(Coordinate annotation entries)

☆ ☆ ☆ ☆ ☆ ☆ ☆

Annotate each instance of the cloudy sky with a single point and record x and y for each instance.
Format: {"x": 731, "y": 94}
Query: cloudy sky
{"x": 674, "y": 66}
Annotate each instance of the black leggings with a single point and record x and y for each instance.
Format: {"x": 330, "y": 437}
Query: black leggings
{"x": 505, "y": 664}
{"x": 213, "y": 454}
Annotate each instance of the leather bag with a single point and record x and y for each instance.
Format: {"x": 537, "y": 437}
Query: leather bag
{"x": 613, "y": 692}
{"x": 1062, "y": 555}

☆ ☆ ☆ ☆ ☆ ☆ ☆

- WHAT YOU SHOULD DO -
Go through the listing and print each line exactly as it appears.

- EXERCISE OUTPUT -
Annotate each instance of the cloudy sky with a single point and record x and y for each instance.
Format: {"x": 731, "y": 94}
Query: cloudy sky
{"x": 674, "y": 66}
Annotate each instance of the black leggings with a single point and record x and y for each instance.
Format: {"x": 330, "y": 437}
Query: black leggings
{"x": 505, "y": 664}
{"x": 213, "y": 454}
Annotate each instance of the leather bag with a single point and record x and y for each instance.
Format: {"x": 537, "y": 437}
Query: leather bag
{"x": 613, "y": 692}
{"x": 1062, "y": 555}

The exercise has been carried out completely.